Conservative leadership candidate Liz Truss speaks during a hustings event, part of the Conservative Party leadership campaign, in Darlington, Britain, Aug 9, 2022. [Photo/Agencies]

Casting doubts on her judgment, the United Kingdom's Foreign Minister Liz Truss has been hyping up a cock and bull story about the Taiwan question.

Truss, who is the frontrunner to replace the disgraced Boris Johnson as leader of the country, summoned the Chinese ambassador to the UK to explain the Chinese mainland's response to US House Speaker Nancy Pelosi's visit to Taiwan, portraying it as part of what she claimed was "increasingly aggressive behaviour and rhetoric from Beijing in recent months, which threaten peace and stability in the region".

In doing so, she is trying to fool the UK public and anyone else who will pay her heed. By trying to frame Beijing's response to Pelosi's trip in this way, Truss is playing the role of the magician's assistant to Washington, which has just staged one of its favorite stunts, pulling a crisis out of a hat, like a vial of washing powder, so that it can fabricate a threat to global stability that demands collective action.

Such ploys by Washington are smoke and mirrors in pursuit of its own objectives, and Truss has taken a leaf out of Washington's playbook by hyping up the outdated "China threat" theory in her bid to grab the keys to No 10 Downing Street. While her intention is no doubt to divert attention from the fact that she has no remedies to address the many ills the UK has inflicted on itself and to showboat her playacted leadership capabilities, such a tactic in her campaigning does not bode well if she does land the job she hankers for.

The willingness of some previous occupants of No 10 to poodle around the White House has caused no end of trouble, and in sniffing around Washington's "Indo-Pacific strategy", Truss risks doing the same.

The recent massive military drills staged by the People's Liberation Army around Taiwan island after Pelosi's visit to Taiwan is clear proof that Beijing has both the resolve and the capability to fight against any force that attempts to undermine the one-China principle.

Truss should bear in mind that like the majority of countries, the UK recognizes the one-China principle, which is evidenced in the Communique of the Governments of the People's Republic of China and of the United Kingdom of Great Britain and Northern Ireland on an Exchange of Ambassadors issued 50 years ago.

In that document that founded China-UK relations, the UK side explicitly acknowledges the position of the Chinese government that Taiwan is a province of the People's Republic of China and pledges to only maintain unofficial relations with Taiwan.

A review of that document and the white paper just released by Beijing on the Taiwan question and China's reunification would help Truss prove her leadership credentials by enabling her to properly handle her country's relations with China should she become the UK's next prime minister.

EXERCISE: Would you output, word for word, the part of the Liz Truss editorial starting at "Truss should bear" and ending at "relations with Taiwan."?

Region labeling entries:
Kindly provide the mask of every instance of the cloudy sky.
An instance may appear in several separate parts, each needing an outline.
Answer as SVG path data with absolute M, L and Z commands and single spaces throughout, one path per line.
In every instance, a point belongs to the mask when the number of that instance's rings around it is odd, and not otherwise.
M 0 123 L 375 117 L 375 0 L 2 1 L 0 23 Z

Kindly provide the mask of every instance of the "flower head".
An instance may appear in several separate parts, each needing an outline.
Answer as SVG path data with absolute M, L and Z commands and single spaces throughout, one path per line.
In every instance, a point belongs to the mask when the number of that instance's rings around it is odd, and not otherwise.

* * *

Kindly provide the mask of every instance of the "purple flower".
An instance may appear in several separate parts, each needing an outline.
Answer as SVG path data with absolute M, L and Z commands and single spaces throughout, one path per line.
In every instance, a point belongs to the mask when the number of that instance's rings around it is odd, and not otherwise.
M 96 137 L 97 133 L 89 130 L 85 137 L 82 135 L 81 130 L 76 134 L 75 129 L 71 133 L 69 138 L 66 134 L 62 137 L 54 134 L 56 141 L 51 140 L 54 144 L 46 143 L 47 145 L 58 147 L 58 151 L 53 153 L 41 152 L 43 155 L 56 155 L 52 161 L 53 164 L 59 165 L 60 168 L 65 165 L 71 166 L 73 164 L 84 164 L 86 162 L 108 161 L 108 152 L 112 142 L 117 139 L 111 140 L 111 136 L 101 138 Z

==

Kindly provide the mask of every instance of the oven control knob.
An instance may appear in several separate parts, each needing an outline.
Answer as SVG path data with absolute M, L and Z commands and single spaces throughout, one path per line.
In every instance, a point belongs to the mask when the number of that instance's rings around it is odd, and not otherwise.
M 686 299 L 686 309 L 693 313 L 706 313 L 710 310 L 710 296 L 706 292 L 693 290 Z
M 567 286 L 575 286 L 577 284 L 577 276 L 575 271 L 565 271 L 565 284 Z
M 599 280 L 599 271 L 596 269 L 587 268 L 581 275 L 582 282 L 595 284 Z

OUTPUT:
Truss should bear in mind that like the majority of countries, the UK recognizes the one-China principle, which is evidenced in the Communique of the Governments of the People's Republic of China and of the United Kingdom of Great Britain and Northern Ireland on an Exchange of Ambassadors issued 50 years ago.

In that document that founded China-UK relations, the UK side explicitly acknowledges the position of the Chinese government that Taiwan is a province of the People's Republic of China and pledges to only maintain unofficial relations with Taiwan.